# Information supplied
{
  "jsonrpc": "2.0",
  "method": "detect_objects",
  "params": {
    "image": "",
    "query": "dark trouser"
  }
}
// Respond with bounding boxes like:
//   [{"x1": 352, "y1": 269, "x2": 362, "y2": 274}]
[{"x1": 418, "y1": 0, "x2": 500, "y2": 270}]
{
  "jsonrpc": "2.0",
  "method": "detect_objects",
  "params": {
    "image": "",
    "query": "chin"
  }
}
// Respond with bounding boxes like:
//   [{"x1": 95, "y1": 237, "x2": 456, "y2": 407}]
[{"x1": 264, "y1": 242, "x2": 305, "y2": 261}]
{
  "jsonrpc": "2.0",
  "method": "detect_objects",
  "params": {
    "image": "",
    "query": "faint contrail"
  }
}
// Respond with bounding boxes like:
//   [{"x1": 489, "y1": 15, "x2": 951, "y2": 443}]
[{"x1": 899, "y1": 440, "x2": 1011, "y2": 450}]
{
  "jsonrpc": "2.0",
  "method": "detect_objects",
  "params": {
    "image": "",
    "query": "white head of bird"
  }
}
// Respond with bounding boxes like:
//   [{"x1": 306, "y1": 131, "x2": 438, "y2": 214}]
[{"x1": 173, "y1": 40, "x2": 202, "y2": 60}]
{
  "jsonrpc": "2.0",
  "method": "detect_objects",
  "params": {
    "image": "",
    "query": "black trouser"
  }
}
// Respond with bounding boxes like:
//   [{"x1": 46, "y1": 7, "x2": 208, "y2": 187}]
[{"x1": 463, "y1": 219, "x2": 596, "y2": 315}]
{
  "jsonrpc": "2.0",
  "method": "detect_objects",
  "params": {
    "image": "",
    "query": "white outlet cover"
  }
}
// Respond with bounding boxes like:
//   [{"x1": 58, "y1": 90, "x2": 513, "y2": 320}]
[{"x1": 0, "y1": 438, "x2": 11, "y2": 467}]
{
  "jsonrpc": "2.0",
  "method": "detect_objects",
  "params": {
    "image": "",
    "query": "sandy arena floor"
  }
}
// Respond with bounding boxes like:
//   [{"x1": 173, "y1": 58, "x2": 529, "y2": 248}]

# Problem to work on
Filter the records above, copying every line that contains the string "trouser".

# Task result
    "query": "dark trouser"
    "query": "black trouser"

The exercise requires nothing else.